*Brief*: Line by line, copy all of the data exactly.

═══ Data supplied

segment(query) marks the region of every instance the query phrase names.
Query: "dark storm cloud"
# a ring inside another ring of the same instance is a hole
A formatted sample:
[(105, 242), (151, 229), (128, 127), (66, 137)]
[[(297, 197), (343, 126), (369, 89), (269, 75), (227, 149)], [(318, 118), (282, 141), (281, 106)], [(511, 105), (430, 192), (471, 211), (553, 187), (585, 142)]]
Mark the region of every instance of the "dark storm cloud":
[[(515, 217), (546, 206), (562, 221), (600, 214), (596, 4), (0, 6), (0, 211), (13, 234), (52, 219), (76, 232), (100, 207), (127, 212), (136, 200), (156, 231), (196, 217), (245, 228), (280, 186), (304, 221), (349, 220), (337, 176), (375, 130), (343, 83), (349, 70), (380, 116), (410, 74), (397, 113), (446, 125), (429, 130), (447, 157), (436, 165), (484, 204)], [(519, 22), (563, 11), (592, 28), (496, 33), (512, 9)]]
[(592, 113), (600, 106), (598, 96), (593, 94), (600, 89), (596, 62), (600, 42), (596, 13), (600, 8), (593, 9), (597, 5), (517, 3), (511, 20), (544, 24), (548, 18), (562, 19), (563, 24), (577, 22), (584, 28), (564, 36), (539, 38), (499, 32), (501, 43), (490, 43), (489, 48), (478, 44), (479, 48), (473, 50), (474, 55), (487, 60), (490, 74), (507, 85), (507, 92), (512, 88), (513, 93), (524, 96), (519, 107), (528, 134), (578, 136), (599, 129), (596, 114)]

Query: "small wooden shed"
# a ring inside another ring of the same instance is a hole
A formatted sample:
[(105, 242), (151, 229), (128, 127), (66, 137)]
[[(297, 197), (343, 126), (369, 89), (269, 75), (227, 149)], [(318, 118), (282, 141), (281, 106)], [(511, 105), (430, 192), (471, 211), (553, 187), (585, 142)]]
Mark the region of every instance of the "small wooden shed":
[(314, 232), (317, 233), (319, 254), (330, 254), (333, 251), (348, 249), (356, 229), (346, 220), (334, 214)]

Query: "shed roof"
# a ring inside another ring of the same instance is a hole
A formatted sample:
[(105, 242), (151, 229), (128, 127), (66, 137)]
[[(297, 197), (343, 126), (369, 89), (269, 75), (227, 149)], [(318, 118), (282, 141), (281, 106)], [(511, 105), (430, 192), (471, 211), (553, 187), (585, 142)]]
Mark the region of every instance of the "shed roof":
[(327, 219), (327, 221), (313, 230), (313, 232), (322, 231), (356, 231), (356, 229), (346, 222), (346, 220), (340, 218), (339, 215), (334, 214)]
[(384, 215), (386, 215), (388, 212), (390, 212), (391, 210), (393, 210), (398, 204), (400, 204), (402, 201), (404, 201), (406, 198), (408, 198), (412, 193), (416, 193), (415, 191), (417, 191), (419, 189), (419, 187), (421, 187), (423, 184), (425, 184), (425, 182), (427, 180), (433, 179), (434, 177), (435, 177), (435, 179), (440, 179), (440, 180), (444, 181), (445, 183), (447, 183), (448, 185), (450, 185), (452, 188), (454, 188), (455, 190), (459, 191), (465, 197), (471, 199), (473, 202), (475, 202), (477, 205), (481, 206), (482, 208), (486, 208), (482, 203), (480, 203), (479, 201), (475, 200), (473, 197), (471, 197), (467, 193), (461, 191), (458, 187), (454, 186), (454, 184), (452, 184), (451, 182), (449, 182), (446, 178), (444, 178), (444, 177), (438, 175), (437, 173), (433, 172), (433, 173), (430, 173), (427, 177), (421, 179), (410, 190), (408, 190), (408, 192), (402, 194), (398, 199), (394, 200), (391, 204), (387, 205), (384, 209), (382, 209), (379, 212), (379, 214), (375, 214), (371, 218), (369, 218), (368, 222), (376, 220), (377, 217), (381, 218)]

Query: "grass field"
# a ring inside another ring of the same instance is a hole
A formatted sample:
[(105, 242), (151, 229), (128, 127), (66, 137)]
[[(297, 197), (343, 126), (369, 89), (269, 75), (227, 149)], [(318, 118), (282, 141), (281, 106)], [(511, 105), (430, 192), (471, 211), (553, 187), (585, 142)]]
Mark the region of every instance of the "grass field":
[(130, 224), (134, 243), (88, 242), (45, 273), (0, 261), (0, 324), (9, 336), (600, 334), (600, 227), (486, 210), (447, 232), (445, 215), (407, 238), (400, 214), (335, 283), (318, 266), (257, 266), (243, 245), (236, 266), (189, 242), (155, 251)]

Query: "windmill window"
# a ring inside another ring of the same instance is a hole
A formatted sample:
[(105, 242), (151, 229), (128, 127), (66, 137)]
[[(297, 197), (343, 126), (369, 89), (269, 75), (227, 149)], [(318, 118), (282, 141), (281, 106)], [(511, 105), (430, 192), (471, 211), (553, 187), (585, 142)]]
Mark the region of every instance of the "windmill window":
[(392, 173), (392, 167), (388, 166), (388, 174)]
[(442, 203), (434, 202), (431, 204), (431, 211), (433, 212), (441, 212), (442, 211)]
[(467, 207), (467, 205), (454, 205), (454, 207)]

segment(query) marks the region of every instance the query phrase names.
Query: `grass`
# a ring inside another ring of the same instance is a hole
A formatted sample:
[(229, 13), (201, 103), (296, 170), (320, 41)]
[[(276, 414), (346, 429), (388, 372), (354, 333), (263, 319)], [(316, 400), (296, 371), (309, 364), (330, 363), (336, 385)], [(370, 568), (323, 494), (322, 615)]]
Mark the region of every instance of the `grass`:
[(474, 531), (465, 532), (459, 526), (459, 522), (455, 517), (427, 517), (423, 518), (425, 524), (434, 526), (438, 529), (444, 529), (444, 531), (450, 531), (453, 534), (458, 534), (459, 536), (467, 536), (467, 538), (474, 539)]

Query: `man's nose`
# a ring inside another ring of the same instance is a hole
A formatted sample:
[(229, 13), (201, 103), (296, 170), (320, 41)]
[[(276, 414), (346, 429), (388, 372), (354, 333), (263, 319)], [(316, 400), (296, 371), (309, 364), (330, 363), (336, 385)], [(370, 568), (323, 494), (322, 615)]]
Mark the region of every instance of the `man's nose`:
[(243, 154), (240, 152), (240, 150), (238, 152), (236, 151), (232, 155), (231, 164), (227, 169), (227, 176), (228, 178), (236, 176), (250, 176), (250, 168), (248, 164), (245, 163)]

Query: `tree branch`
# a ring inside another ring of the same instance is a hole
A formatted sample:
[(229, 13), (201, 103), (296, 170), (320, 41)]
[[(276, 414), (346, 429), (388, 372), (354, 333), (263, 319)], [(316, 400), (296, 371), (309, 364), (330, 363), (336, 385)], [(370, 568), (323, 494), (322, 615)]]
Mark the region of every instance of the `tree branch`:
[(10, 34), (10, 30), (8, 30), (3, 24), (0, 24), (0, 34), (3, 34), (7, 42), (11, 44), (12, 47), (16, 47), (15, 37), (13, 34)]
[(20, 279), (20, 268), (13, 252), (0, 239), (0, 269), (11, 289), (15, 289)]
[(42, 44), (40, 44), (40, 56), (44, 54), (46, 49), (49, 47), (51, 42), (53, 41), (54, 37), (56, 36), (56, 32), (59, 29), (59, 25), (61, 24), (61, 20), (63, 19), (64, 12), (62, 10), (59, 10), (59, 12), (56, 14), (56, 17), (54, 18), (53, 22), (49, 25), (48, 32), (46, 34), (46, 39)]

══════

*Result of this exercise*:
segment(query) marks the region of every instance the query phrase names.
Query: "dark storm cloud"
# a ring inside another ring of the same instance is a hole
A formatted sample:
[(105, 242), (151, 229), (128, 127), (66, 137)]
[[(297, 197), (343, 126), (369, 89), (269, 75), (227, 149)], [(318, 118), (282, 141), (281, 106)], [(511, 105), (430, 192), (471, 211), (553, 187), (585, 142)]]
Mark the region of every instance of the "dark storm cloud":
[[(515, 217), (546, 206), (562, 221), (600, 214), (596, 4), (0, 6), (0, 211), (13, 234), (52, 219), (76, 232), (100, 207), (127, 212), (136, 200), (156, 231), (196, 217), (245, 228), (280, 186), (304, 221), (349, 220), (337, 176), (375, 130), (343, 83), (349, 70), (380, 116), (410, 74), (397, 113), (446, 125), (429, 130), (447, 157), (436, 165), (484, 204)], [(519, 22), (563, 11), (592, 28), (496, 33), (512, 9)]]
[(592, 113), (600, 106), (598, 96), (593, 94), (600, 89), (596, 62), (600, 42), (596, 13), (600, 8), (593, 9), (597, 5), (517, 3), (511, 20), (544, 24), (548, 18), (562, 19), (563, 24), (577, 22), (584, 28), (564, 36), (539, 38), (499, 32), (501, 43), (490, 43), (489, 48), (478, 44), (479, 48), (473, 50), (474, 55), (487, 60), (490, 74), (507, 85), (507, 92), (512, 88), (513, 93), (524, 96), (519, 107), (528, 134), (578, 136), (599, 129), (596, 114)]

Query: "small wooden shed"
# a ring inside another ring of the same instance is a hole
A formatted sample:
[(105, 242), (151, 229), (128, 127), (66, 137)]
[[(297, 197), (343, 126), (369, 89), (269, 75), (227, 149)], [(318, 118), (282, 141), (281, 106)], [(511, 105), (430, 192), (471, 211), (553, 187), (585, 142)]]
Mark the region of every instance of the "small wooden shed":
[(314, 232), (317, 233), (319, 254), (330, 254), (333, 251), (348, 249), (356, 229), (346, 220), (334, 214)]

Query: "shed roof"
# a ring inside another ring of the same instance is a hole
A formatted sample:
[(105, 242), (151, 229), (128, 127), (66, 137)]
[[(297, 197), (343, 126), (369, 89), (269, 75), (227, 149)], [(318, 118), (282, 141), (281, 106)], [(511, 105), (430, 192), (471, 211), (553, 187), (585, 142)]]
Mark the region of every instance of the "shed roof":
[(327, 219), (327, 221), (313, 230), (313, 232), (322, 231), (356, 231), (356, 229), (346, 222), (346, 220), (340, 218), (339, 215), (334, 214)]
[(384, 215), (386, 215), (388, 212), (390, 212), (391, 210), (393, 210), (398, 204), (400, 204), (402, 201), (404, 201), (406, 198), (408, 198), (412, 193), (416, 193), (415, 191), (417, 191), (419, 189), (419, 187), (421, 187), (423, 184), (425, 184), (425, 182), (427, 180), (433, 179), (434, 177), (435, 177), (435, 179), (440, 179), (440, 180), (444, 181), (445, 183), (447, 183), (448, 185), (450, 185), (452, 188), (454, 188), (455, 190), (459, 191), (465, 197), (471, 199), (473, 202), (475, 202), (477, 205), (481, 206), (482, 208), (486, 208), (482, 203), (480, 203), (479, 201), (475, 200), (473, 197), (471, 197), (467, 193), (461, 191), (458, 187), (454, 186), (454, 184), (452, 184), (451, 182), (449, 182), (446, 178), (444, 178), (444, 177), (438, 175), (437, 173), (433, 172), (433, 173), (430, 173), (427, 177), (421, 179), (410, 190), (408, 190), (408, 192), (402, 194), (398, 199), (394, 200), (391, 204), (387, 205), (384, 209), (382, 209), (379, 212), (379, 214), (375, 214), (371, 218), (369, 218), (368, 222), (376, 220), (377, 217), (381, 218)]

Query: "grass field"
# a ring inside another ring of the same instance is a hole
A formatted sample:
[(105, 242), (151, 229), (128, 127), (66, 137)]
[[(297, 197), (343, 126), (369, 89), (269, 75), (227, 149)], [(318, 118), (282, 141), (281, 106)], [(511, 105), (430, 192), (471, 211), (553, 187), (585, 142)]]
Mark the region of every instance of the "grass field":
[(130, 224), (134, 243), (88, 242), (45, 273), (0, 261), (0, 324), (9, 336), (600, 334), (600, 227), (486, 210), (447, 232), (445, 215), (407, 238), (400, 214), (335, 283), (318, 266), (257, 266), (243, 245), (236, 266), (189, 242), (155, 251)]

Query: "windmill window"
# a ring inside another ring of the same instance is a hole
A formatted sample:
[(105, 242), (151, 229), (128, 127), (66, 137)]
[[(297, 197), (343, 126), (369, 89), (269, 75), (227, 149)], [(318, 118), (282, 141), (281, 106)], [(511, 105), (430, 192), (471, 211), (553, 187), (585, 142)]]
Mark the region of every instance of the "windmill window":
[(392, 173), (392, 167), (388, 166), (388, 174)]
[(442, 203), (434, 202), (431, 204), (431, 211), (433, 212), (441, 212), (442, 211)]
[(467, 207), (467, 205), (454, 205), (454, 207)]

segment(query) marks the region of every instance the query phrase names.
Query: `grass`
# a ring inside another ring of the same instance is a hole
A formatted sample:
[(229, 13), (201, 103), (296, 170), (320, 41)]
[[(276, 414), (346, 429), (388, 372), (354, 333), (263, 319)], [(316, 400), (296, 371), (309, 364), (330, 363), (336, 385)], [(370, 568), (323, 494), (322, 615)]]
Mark the region of every instance of the `grass`:
[(474, 531), (465, 532), (459, 526), (459, 522), (455, 517), (427, 517), (423, 518), (425, 524), (434, 526), (438, 529), (444, 529), (444, 531), (450, 531), (453, 534), (458, 534), (459, 536), (467, 536), (467, 538), (474, 539)]

Query: `man's nose`
# a ring inside another ring of the same instance is a hole
A formatted sample:
[(229, 13), (201, 103), (296, 170), (320, 41)]
[[(276, 414), (346, 429), (388, 372), (354, 333), (263, 319)], [(316, 400), (296, 371), (309, 364), (330, 363), (336, 385)], [(370, 568), (323, 494), (322, 615)]]
Mark the region of every instance of the `man's nose`:
[(243, 154), (240, 152), (240, 150), (238, 152), (236, 151), (232, 155), (231, 164), (227, 169), (227, 176), (228, 178), (236, 176), (250, 176), (250, 168), (248, 164), (245, 163)]

Query: `tree branch`
# a ring inside another ring of the same instance is a hole
A formatted sample:
[(229, 13), (201, 103), (296, 170), (320, 41)]
[[(276, 414), (346, 429), (388, 372), (354, 333), (263, 319)], [(316, 400), (296, 371), (309, 364), (330, 363), (336, 385)], [(370, 568), (323, 494), (322, 615)]]
Mark the region of every instance of the `tree branch`:
[(10, 34), (10, 30), (8, 30), (3, 24), (0, 24), (0, 34), (3, 34), (7, 42), (11, 44), (12, 47), (16, 47), (15, 37), (13, 34)]
[(20, 279), (20, 268), (13, 252), (0, 239), (0, 269), (11, 289), (15, 289)]
[(42, 44), (40, 44), (40, 56), (44, 54), (46, 49), (49, 47), (51, 42), (53, 41), (54, 37), (56, 36), (56, 32), (59, 29), (59, 25), (61, 24), (61, 20), (63, 19), (64, 12), (62, 10), (59, 10), (59, 12), (56, 14), (56, 17), (54, 18), (53, 22), (49, 25), (48, 32), (46, 34), (46, 39)]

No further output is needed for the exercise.